What the exercise asks:
Copy the data below verbatim, starting at the line that contains "Where can the mountain" and ending at the line that contains "column 146, row 333", with both of those lines included.

(Entries from a pointing dataset)
>>>

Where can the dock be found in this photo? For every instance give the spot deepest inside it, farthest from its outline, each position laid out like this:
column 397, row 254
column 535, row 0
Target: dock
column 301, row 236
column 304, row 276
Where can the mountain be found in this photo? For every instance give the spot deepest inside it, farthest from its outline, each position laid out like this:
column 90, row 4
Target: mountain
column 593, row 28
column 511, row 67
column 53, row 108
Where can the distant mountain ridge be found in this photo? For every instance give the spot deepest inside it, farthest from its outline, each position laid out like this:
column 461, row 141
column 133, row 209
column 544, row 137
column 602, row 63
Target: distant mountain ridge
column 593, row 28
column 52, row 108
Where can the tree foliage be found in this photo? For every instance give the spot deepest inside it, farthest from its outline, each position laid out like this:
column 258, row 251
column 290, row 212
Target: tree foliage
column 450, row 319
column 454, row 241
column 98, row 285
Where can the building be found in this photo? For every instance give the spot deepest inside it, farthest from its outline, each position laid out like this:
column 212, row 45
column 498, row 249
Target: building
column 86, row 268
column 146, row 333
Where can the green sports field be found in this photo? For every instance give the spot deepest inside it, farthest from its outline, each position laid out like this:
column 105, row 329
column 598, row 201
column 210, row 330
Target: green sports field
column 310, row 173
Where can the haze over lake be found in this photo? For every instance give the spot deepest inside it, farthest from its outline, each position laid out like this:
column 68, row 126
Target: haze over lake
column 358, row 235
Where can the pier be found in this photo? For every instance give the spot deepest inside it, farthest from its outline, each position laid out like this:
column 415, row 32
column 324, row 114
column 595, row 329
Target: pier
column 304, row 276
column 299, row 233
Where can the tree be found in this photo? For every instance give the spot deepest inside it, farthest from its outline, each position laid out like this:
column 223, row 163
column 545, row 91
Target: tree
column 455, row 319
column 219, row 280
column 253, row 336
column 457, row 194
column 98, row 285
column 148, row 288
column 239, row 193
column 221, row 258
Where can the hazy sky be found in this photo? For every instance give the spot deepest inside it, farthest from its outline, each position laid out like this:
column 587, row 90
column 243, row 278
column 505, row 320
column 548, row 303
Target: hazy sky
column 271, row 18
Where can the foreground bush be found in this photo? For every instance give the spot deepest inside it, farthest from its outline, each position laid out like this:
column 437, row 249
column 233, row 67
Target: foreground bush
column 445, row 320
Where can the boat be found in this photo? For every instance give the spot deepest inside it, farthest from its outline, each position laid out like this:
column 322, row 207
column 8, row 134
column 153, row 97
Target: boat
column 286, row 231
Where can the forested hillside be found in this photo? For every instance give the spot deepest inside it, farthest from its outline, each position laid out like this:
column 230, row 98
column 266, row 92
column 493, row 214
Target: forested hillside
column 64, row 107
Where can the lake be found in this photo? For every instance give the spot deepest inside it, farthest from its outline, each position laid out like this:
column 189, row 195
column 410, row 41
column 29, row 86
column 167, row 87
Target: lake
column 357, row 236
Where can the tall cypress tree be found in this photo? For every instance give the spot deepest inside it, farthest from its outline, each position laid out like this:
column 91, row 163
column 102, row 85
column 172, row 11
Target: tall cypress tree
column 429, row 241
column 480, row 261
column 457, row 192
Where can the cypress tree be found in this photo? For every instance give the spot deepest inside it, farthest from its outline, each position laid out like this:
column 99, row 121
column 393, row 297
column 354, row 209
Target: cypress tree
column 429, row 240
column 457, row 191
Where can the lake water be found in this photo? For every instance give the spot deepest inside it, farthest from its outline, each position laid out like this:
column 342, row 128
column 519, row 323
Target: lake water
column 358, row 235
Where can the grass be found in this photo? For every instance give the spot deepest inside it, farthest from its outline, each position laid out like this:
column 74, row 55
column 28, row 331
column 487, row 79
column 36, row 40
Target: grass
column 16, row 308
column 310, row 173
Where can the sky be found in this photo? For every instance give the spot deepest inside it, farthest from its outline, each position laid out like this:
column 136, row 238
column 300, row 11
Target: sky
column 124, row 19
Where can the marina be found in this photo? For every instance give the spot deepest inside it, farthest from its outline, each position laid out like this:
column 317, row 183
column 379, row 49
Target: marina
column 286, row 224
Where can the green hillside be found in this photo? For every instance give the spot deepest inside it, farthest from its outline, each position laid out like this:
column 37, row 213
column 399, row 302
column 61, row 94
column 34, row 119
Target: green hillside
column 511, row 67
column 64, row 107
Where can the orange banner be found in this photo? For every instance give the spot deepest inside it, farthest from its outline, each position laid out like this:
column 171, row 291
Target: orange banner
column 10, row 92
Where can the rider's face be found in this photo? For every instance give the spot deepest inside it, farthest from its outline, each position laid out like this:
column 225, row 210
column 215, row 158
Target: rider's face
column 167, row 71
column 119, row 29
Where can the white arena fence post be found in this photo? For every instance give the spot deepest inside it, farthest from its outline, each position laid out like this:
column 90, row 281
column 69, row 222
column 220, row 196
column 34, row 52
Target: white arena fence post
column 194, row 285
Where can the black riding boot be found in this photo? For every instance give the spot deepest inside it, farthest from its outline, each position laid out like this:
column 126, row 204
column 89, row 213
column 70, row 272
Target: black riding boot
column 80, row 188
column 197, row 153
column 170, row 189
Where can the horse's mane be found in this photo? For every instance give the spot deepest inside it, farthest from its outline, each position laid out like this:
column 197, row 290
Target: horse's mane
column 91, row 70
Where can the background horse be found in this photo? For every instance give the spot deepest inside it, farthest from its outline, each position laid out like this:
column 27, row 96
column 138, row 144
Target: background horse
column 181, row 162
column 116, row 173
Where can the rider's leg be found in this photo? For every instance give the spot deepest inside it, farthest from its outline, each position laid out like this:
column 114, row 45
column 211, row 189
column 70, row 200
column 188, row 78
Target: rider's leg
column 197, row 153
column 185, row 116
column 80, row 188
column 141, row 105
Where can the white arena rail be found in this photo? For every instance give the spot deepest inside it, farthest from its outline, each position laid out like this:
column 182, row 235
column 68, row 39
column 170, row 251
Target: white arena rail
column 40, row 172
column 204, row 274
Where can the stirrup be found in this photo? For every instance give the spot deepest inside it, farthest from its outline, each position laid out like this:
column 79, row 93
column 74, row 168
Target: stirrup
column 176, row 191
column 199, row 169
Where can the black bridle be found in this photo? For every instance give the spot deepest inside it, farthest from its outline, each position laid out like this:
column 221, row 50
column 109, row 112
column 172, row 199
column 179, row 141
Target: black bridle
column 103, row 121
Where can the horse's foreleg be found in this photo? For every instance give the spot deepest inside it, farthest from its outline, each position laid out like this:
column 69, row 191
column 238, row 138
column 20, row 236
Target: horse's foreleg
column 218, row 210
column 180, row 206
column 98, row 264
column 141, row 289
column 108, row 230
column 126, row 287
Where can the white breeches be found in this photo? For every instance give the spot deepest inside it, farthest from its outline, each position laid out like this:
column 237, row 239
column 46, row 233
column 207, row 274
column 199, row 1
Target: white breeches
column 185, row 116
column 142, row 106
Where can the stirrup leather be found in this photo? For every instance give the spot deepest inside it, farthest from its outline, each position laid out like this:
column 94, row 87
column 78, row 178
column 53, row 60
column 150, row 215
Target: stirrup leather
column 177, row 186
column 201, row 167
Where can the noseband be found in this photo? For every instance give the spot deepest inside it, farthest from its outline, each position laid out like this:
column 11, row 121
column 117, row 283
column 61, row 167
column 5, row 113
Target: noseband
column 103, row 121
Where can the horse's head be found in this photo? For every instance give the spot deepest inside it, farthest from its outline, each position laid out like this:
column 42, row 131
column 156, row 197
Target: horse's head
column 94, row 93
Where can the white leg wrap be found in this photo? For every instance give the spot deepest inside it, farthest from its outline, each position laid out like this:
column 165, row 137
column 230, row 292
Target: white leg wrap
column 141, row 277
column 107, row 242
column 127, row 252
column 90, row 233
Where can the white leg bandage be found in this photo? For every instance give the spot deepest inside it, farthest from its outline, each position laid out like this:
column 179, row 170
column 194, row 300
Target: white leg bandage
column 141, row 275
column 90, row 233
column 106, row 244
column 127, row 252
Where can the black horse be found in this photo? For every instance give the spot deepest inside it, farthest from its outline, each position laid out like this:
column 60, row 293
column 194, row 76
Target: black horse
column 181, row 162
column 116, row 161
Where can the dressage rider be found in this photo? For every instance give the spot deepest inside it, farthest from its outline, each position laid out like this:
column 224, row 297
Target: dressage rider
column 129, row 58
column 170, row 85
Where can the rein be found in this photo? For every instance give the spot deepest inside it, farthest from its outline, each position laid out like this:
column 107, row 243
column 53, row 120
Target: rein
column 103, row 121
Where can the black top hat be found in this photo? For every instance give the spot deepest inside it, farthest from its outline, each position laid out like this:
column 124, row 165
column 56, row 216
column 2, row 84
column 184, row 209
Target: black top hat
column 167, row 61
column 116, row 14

<<<

Reply to the exercise:
Where can the mountain be found in this photo? For every instance give the spot deepest inside it, farthest from its outline, each position laid out like this:
column 90, row 4
Target: mountain
column 593, row 28
column 511, row 67
column 53, row 108
Where can the distant mountain ridge be found in this photo? For every instance give the spot deepest inside it, farthest from its outline, each position laid out like this:
column 461, row 141
column 133, row 209
column 544, row 137
column 602, row 63
Target: distant mountain ridge
column 593, row 28
column 52, row 108
Where can the tree foliage be found in this photo? For every instance give the spot deepest inside it, farthest from its outline, each position laid out like this:
column 258, row 251
column 290, row 212
Target: tree foliage
column 450, row 319
column 454, row 241
column 98, row 285
Where can the building be found in this photo? For every instance give the spot deepest inside it, farthest from its outline, each position laid out like this:
column 212, row 45
column 498, row 249
Target: building
column 86, row 268
column 146, row 333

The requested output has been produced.